#### PROBLEM TO SOLVE:
Go through the listing and write out all of it exactly.

(Segmentation labeling entries)
↓

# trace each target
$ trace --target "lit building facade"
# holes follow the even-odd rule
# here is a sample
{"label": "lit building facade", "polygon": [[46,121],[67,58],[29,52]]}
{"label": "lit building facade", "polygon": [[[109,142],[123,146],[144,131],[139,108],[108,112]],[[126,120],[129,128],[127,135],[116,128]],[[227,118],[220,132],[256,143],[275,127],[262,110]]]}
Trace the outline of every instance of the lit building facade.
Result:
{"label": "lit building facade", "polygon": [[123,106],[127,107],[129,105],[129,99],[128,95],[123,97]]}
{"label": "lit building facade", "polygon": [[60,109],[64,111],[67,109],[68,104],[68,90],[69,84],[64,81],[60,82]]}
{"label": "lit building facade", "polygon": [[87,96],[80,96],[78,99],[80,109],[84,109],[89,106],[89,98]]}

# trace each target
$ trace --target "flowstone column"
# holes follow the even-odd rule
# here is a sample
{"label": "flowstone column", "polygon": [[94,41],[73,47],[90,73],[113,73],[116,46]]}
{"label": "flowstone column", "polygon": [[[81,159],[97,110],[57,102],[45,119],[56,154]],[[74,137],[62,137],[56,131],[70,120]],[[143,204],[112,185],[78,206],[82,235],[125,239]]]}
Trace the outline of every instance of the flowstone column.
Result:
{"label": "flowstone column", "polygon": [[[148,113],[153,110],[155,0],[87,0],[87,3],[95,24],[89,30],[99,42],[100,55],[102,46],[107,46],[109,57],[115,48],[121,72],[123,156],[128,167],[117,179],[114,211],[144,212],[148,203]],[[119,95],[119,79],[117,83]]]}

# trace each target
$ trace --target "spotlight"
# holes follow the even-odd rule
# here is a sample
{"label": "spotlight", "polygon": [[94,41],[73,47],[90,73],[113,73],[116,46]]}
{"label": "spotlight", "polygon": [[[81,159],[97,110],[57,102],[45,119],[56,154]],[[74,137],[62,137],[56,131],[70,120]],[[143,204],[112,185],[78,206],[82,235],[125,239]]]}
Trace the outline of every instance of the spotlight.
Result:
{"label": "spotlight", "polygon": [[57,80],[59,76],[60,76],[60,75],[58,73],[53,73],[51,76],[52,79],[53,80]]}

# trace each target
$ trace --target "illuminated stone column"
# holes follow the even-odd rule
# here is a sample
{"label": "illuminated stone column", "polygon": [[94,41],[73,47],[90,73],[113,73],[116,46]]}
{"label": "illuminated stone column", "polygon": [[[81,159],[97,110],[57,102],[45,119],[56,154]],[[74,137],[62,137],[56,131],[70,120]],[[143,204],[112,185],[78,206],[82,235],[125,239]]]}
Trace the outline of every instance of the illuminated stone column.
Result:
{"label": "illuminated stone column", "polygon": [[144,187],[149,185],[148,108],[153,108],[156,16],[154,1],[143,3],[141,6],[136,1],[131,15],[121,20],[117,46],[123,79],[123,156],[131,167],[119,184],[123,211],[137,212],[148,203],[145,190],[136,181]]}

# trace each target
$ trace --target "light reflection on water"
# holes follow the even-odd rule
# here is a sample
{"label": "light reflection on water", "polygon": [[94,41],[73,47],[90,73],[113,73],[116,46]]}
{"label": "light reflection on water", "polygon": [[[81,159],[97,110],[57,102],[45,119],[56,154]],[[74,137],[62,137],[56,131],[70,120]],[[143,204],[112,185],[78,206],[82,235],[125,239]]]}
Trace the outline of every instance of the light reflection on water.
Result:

↑

#### OUTPUT FOR THIS EXERCISE:
# trace each target
$ trace --target "lit building facade"
# holes follow the even-odd rule
# here is a sample
{"label": "lit building facade", "polygon": [[46,121],[67,58],[29,52]]}
{"label": "lit building facade", "polygon": [[[109,142],[123,146],[144,131],[139,108],[108,112]],[[126,120],[129,128],[127,135],[116,128]],[[227,118],[220,132],[256,143],[275,127],[262,110]]]}
Trace the outline of every instance of the lit building facade.
Result:
{"label": "lit building facade", "polygon": [[123,106],[127,107],[129,105],[129,99],[128,95],[123,97]]}
{"label": "lit building facade", "polygon": [[60,109],[64,111],[67,109],[68,104],[68,90],[69,84],[64,81],[60,82]]}
{"label": "lit building facade", "polygon": [[87,96],[80,96],[78,99],[80,109],[84,109],[89,106],[89,98]]}

# trace each target
$ trace --target "flowstone column"
# holes follow the even-odd rule
# here is a sample
{"label": "flowstone column", "polygon": [[94,41],[73,47],[90,73],[113,73],[116,46]]}
{"label": "flowstone column", "polygon": [[[81,159],[97,110],[57,102],[45,119],[56,154]],[[74,137],[62,137],[56,131],[70,120]],[[143,204],[112,185],[78,206],[82,235],[125,239]]]}
Trace the outline of every instance of the flowstone column.
Result:
{"label": "flowstone column", "polygon": [[[148,113],[153,110],[155,0],[87,0],[87,3],[95,24],[89,30],[99,42],[100,55],[102,46],[107,46],[109,57],[115,48],[121,72],[123,156],[128,167],[117,179],[114,211],[144,212],[148,203]],[[119,95],[119,79],[117,83]]]}

# trace each target
$ trace --target "spotlight"
# holes follow the even-odd rule
# here is a sample
{"label": "spotlight", "polygon": [[94,41],[73,47],[90,73],[113,73],[116,46]]}
{"label": "spotlight", "polygon": [[[81,159],[97,110],[57,102],[45,119],[56,154]],[[74,137],[62,137],[56,131],[70,120]],[[143,204],[112,185],[78,206],[82,235],[125,239]]]}
Trace the outline of every instance of the spotlight.
Result:
{"label": "spotlight", "polygon": [[57,80],[59,76],[60,76],[60,75],[58,73],[53,73],[51,76],[52,79],[53,80]]}

# trace each target
$ trace --target "illuminated stone column"
# holes follow the even-odd rule
# here is a sample
{"label": "illuminated stone column", "polygon": [[94,41],[73,47],[90,73],[113,73],[116,46]]}
{"label": "illuminated stone column", "polygon": [[[81,159],[97,110],[57,102],[45,119],[56,154]],[[74,137],[62,137],[56,131],[70,120]],[[143,204],[112,185],[78,206],[82,235],[125,239]]]}
Trace the outline of every instance of the illuminated stone column.
Result:
{"label": "illuminated stone column", "polygon": [[144,187],[149,185],[148,108],[153,108],[156,16],[154,1],[143,3],[141,6],[136,1],[131,15],[121,20],[117,46],[123,79],[123,156],[131,167],[119,184],[123,211],[137,212],[148,203],[145,190],[136,181]]}

# trace each target
$ trace --target "light reflection on water"
# holes follow the even-odd rule
# here is a sample
{"label": "light reflection on water", "polygon": [[94,41],[73,47],[90,73],[113,73],[116,46]]}
{"label": "light reflection on water", "polygon": [[[81,159],[97,110],[57,102],[45,119],[56,154]],[[74,137],[62,137],[56,131],[70,120]],[[143,204],[112,185],[78,206],[82,235],[125,239]]]}
Trace the outline of every instance of the light reflection on water.
Result:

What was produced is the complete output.